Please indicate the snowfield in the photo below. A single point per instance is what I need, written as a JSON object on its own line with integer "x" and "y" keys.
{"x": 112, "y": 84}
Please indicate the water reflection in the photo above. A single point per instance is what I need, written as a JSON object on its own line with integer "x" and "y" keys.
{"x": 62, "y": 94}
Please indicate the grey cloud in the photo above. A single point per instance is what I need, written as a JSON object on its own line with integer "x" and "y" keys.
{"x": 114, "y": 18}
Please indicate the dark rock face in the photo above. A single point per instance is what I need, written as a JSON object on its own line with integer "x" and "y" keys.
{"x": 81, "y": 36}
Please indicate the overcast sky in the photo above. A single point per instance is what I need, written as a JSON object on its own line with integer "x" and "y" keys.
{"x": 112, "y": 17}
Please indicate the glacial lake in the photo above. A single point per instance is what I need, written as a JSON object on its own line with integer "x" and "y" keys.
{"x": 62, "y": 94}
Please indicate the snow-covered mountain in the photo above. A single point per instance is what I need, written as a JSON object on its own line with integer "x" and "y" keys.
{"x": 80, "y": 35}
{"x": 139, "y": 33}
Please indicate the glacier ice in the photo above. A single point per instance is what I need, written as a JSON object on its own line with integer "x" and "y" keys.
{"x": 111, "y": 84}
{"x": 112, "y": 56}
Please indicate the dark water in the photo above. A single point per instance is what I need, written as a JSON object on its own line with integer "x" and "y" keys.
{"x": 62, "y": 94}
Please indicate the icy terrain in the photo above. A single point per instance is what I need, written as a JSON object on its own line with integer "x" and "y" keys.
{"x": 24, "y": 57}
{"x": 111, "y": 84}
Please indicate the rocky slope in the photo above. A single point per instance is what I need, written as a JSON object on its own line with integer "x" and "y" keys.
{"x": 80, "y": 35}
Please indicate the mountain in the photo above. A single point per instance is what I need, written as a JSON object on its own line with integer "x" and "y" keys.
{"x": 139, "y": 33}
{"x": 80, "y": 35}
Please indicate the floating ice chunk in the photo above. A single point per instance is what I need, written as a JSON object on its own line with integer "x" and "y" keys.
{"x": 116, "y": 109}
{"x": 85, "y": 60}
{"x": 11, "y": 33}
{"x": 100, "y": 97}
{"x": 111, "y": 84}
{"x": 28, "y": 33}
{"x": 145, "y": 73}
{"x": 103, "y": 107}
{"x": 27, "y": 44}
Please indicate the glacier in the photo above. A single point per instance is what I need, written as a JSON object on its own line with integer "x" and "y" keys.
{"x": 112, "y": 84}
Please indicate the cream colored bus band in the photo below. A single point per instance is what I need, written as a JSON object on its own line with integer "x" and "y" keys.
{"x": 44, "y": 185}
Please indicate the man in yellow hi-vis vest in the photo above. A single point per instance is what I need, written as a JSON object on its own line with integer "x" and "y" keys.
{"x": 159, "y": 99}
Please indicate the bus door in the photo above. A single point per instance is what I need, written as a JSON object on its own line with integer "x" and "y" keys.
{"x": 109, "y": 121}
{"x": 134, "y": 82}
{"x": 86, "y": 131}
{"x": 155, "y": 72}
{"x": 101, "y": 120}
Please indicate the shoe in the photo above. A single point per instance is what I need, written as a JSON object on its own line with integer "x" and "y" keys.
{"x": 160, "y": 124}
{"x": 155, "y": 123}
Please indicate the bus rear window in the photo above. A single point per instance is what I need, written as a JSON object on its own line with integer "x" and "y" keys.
________________________
Work to be completed: What's wanted is each line above, transcribed with nothing altered.

Answer space:
Please indicate the snowfield in the photo below. A single point per instance is what I need, written as a JSON object on its own line with integer "x" and "y" keys.
{"x": 112, "y": 84}
Please indicate the water reflection in the photo above. A single point per instance is what I need, written as a JSON object on its own line with integer "x" and "y" keys.
{"x": 62, "y": 94}
Please indicate the grey cloud in the photo above. A single point per instance is what I need, written as a JSON object on its own line with integer "x" and "y" keys.
{"x": 114, "y": 18}
Please indicate the dark rock face in the photo above. A single point per instance is what I need, written as a JSON object on its own line with integer "x" and "y" keys.
{"x": 81, "y": 36}
Please indicate the overcast sky in the photo above. A single point per instance is what I need, written as a JSON object on its own line with integer "x" and "y" keys.
{"x": 112, "y": 17}
Please indicate the glacial lake in the photo above. A single point per instance is what I need, written as a JSON object on its own line with integer "x" and "y" keys.
{"x": 62, "y": 94}
Please indicate the snow-covered mountain in the photo above. A single point per instance is what I need, written as a JSON object on its own line with integer "x" and "y" keys.
{"x": 80, "y": 35}
{"x": 139, "y": 33}
Please indicate the glacier ice in the photo above. A single point per instance is what I need, written as a JSON object on its own line with integer "x" and "y" keys.
{"x": 111, "y": 84}
{"x": 112, "y": 56}
Please indicate the dark water in the photo above. A single point per instance is what I need, written as a JSON object on its own line with integer "x" and "y" keys.
{"x": 62, "y": 94}
Please indicate the icy terrain in the photo above. A single point per instance is what I need, written as a JSON object on its own line with integer "x" and "y" keys.
{"x": 24, "y": 57}
{"x": 111, "y": 84}
Please indicate the rocky slope in the photo above. A single point per instance is what I need, written as a JSON object on its own line with integer "x" and "y" keys.
{"x": 80, "y": 35}
Please indicate the mountain in the photo above. A single point per instance is what I need, written as a JSON object on its own line with integer "x" and "y" keys.
{"x": 139, "y": 33}
{"x": 80, "y": 35}
Please indicate the floating ice chunk in the photo above. A single point per instance is what I need, written as a JSON object on its own line with integer "x" and "y" keys.
{"x": 116, "y": 109}
{"x": 85, "y": 60}
{"x": 11, "y": 33}
{"x": 100, "y": 97}
{"x": 111, "y": 84}
{"x": 28, "y": 33}
{"x": 145, "y": 73}
{"x": 103, "y": 107}
{"x": 27, "y": 44}
Please indicate the glacier in the photo above. A single point per instance is what I need, written as a JSON object on its own line with integer "x" and "y" keys.
{"x": 112, "y": 84}
Please indicate the cream colored bus band in the photo below. A single point per instance is what I need, written as a JSON object on its own line with integer "x" and "y" keys.
{"x": 44, "y": 185}
Please indicate the man in yellow hi-vis vest in the photo above. A single point per instance is what I need, written as a JSON object on its own line with integer "x" and "y" keys.
{"x": 159, "y": 99}
Please indicate the bus door in the photo above. A single point per instance is what I need, written as a JSON object on its own line with integer "x" and "y" keys.
{"x": 109, "y": 121}
{"x": 134, "y": 82}
{"x": 86, "y": 131}
{"x": 155, "y": 72}
{"x": 101, "y": 120}
Please indicate the shoe in the photo above. A single point per instance is what I need, written as a JSON object on its own line with integer "x" and "y" keys.
{"x": 160, "y": 124}
{"x": 155, "y": 123}
Please indicate the bus rear window in the photo above. A single point per instance is what I need, written as a JSON object on its own line with integer "x" and "y" keys.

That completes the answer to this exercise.